### Given passage:
* * * * * * * * *

It has been a year since I have gotten my radiation seeds put in. At the 6 month ck up my psa was down to 0.94 now a year later it is at 1.01 is that something to be worried about? My Oncologist is on vacation, so I saw a fill-in doctor and is having me go back in two months for a retest – should I be worried about this or is this somewhat normal?
It could just be a normal psa variation; psa can vary about 20% on a daily basis. It could also be psa bounce, which is normal at 1 to 2 years. The signal for a biochemical reoccurrance is three successive rises in psa over a period of time. Many patients who have been seeded have psa that fluctuates, but over time if the trend is stable or down then you have nothing to worry about.
JohnT
All Radio Therapy Modalities have PSA bounces 0-24 months post therapy. Your PSA bounce of 0.07 ng/mL is nothing to worry about. Do a search for PSA bounce. Keep checking your PSA. I have mine checked every three months.
Just read something that may help. When Dr Scholz monitors radiation reoccurrance he takes a psa test monthly. If it is up and down for a few months it is bounce. If it consistantly trends upward it is a reoccurrance.

* * * * * * * * *

(Saved entries)
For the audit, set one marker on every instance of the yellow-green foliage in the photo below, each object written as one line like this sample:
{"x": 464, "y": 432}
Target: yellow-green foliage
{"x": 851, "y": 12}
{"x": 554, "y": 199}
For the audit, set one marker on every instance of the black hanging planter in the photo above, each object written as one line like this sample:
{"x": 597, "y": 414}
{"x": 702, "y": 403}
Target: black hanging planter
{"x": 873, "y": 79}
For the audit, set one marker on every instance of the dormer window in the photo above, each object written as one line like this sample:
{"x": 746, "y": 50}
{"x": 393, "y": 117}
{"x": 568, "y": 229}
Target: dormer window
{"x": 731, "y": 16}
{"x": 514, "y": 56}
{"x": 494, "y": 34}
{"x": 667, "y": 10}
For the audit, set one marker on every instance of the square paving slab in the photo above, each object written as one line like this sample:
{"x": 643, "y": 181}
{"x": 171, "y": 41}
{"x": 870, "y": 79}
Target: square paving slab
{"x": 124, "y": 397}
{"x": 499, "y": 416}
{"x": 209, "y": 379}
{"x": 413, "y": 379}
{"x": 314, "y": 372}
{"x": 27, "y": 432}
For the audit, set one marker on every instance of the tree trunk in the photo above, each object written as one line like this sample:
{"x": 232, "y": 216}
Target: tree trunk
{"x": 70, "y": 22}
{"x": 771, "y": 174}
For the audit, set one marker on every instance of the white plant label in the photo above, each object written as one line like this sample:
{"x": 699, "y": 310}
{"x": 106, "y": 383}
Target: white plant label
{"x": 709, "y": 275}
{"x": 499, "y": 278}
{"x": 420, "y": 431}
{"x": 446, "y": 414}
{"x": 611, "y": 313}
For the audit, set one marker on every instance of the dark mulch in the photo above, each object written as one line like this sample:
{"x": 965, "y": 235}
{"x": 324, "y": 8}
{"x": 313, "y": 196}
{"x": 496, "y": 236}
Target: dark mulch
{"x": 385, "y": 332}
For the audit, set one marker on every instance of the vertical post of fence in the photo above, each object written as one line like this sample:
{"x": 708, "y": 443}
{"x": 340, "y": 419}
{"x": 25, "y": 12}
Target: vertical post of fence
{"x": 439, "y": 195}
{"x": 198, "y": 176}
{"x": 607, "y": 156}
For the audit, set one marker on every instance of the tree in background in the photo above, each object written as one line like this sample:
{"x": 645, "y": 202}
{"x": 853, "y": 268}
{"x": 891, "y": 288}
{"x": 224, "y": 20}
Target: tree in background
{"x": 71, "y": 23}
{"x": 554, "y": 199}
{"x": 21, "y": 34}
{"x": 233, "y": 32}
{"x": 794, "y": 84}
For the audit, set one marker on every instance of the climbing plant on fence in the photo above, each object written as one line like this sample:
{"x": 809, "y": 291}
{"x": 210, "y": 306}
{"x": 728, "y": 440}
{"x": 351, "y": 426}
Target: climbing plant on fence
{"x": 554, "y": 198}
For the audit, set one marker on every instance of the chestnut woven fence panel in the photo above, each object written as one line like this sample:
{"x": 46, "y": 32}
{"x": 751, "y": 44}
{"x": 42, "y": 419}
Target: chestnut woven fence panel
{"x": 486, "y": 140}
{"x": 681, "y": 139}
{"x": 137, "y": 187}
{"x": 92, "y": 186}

* * * * * * * * *

### Problem set:
**1)** In the PSA discussion, rewrite the part starting at "Just read something" and ending at "is a reoccurrance.", swapping "monthly" for "every two weeks".
**2)** Extend the PSA discussion from its last line.

### List of answers:
**1)**
Just read something that may help. When Dr Scholz monitors radiation reoccurrance he takes a psa test every two weeks. If it is up and down for a few months it is bounce. If it consistantly trends upward it is a reoccurrance.

**2)**
JT
PSA bounce has many factors, patient age, younger tend to have higher bounces, lower RT dose tends to have higher bounces, Brachytherapy (seeds) tends to have higher bounces than IMRT. What is a bounce and what is recurrence, is the million dollar question. The definition of recurrence changes with information. Tricky question as the definition changes with new information for various treatments. It takes years to develop and analyze the data, in the mean time the dose is increasing and planning more focused. Testing our PSA every month is of little value unless there was a large increase of 1.4 to 2 ng/mL or more. Changes of 0.4 ng/mL are typical and not considered a failure unless the PSA continues to increase over 6-9 months. I am in a clinical trial (CyberKnife) where the PSA is checked every 3 months. There are many publications on pubmd about PSA bounce and radiation.